■ Excerpt to read
It’s “What did you watch last week?”, my chance to tell you what I watched last week that I haven’t already reviewed and your chance to recommend things to everyone else (and me) in case I’ve missed them.

The usual recommendations from the first-run shows are: The Almighty Johnsons, The Apprentice, Awake, The Bridge, Community, Cougar Town, The Daily Show, Don’t Trust the B—- in Apt 23, House, Mad Men, Modern Family, Prisoners of War, Suburgatory and 30 Rock. Hunt them down.

So after last week’s not-too-shocking dumping of Touch, it’s time to reveal that I’m dropping Veep and (drum roll) Mad Men. Veep just feels too weak compared to The Thick Of It, which it resembles more and more with every passing week, whereas despite the huge quality of Mad Men, it doesn’t feel like a show that’s really going anywhere any more. There’s no story arc – it’s just some ad people doing their jobs and realising that maybe they’re getting too old for this sh*t.

■ Provided material
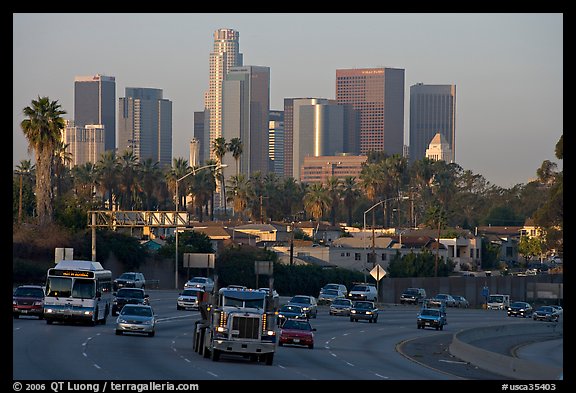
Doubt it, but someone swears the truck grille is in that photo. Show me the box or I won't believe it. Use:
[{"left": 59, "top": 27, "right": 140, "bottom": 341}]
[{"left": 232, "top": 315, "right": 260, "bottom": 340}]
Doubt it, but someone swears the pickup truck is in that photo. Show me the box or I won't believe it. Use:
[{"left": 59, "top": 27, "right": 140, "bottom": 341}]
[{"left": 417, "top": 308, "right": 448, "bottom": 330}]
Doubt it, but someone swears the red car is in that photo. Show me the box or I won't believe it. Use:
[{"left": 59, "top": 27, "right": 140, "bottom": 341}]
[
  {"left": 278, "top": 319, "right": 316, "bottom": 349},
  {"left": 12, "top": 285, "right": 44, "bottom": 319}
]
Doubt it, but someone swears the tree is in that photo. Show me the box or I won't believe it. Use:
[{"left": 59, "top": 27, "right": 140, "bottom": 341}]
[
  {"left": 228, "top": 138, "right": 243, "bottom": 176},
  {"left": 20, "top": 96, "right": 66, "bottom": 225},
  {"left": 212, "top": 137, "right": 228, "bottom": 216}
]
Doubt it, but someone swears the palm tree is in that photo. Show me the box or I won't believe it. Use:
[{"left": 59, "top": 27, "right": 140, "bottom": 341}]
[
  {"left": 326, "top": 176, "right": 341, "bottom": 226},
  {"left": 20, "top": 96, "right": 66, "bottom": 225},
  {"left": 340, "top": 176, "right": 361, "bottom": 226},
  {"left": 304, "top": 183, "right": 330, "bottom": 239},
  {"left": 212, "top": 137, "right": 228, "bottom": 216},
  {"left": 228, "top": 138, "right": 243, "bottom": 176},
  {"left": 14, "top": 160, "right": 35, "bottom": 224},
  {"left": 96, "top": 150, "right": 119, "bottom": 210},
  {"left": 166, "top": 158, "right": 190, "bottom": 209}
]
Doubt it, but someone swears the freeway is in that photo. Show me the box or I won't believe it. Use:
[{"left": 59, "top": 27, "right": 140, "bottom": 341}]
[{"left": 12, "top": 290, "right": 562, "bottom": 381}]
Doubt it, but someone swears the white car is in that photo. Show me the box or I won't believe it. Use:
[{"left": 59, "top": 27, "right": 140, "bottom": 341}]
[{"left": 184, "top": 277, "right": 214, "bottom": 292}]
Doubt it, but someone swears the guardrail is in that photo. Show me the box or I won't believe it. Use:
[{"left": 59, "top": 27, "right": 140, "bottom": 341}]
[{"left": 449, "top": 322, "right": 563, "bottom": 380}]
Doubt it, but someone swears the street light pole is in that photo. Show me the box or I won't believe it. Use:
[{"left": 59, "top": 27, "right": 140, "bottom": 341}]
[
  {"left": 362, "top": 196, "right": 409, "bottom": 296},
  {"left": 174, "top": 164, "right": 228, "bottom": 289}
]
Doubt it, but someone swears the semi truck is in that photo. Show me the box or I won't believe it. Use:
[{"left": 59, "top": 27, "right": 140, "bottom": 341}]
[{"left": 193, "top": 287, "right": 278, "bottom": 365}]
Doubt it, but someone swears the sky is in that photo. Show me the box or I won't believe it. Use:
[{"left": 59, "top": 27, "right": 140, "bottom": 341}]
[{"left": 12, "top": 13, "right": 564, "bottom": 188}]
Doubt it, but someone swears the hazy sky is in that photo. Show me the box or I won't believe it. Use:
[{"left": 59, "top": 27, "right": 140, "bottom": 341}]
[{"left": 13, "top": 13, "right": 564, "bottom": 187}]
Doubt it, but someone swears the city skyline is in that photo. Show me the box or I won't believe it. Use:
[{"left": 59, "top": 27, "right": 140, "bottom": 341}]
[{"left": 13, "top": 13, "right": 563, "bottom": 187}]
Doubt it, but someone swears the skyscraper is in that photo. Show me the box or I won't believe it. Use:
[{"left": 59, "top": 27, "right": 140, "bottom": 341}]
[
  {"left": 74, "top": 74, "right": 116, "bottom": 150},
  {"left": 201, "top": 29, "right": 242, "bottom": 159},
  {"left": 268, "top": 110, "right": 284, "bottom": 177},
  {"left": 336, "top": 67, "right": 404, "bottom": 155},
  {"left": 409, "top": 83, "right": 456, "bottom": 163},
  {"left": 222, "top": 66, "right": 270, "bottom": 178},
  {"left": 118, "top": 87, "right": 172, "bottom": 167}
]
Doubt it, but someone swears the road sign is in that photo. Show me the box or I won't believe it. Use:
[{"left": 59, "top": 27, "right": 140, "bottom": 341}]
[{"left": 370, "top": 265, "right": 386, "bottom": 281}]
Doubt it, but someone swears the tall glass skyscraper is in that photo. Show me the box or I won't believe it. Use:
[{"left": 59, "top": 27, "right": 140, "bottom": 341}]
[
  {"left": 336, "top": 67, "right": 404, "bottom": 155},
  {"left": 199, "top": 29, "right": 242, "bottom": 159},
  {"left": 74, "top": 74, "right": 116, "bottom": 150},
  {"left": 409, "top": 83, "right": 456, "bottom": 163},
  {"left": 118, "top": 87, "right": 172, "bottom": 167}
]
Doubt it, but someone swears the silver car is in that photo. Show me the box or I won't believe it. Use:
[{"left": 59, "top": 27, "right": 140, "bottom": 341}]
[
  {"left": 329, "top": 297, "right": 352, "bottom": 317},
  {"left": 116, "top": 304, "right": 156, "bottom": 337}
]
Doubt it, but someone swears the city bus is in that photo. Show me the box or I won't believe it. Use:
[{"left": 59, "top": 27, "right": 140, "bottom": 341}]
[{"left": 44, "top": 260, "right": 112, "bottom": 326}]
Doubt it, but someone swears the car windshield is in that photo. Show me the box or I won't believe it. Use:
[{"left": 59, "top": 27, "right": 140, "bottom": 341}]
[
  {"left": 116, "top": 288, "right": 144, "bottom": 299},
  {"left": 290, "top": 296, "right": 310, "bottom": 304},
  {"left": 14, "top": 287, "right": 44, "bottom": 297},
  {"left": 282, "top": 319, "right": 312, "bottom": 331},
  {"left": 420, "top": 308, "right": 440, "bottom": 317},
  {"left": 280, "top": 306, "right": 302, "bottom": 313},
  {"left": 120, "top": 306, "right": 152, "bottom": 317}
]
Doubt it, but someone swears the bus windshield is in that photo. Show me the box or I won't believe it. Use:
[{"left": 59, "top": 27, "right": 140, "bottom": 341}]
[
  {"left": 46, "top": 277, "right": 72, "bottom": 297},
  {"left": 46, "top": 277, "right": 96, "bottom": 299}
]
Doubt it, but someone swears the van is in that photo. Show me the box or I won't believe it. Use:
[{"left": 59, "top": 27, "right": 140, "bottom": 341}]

■ Written instruction A
Echo the TV roundup word for word, from "The usual recommendations" up to and including "Hunt them down.".
■ Written instruction B
In the TV roundup, which two shows does the writer announce they are dropping?

■ Exercise solution A
The usual recommendations from the first-run shows are: The Almighty Johnsons, The Apprentice, Awake, The Bridge, Community, Cougar Town, The Daily Show, Don’t Trust the B—- in Apt 23, House, Mad Men, Modern Family, Prisoners of War, Suburgatory and 30 Rock. Hunt them down.

■ Exercise solution B
Veep and Mad Men.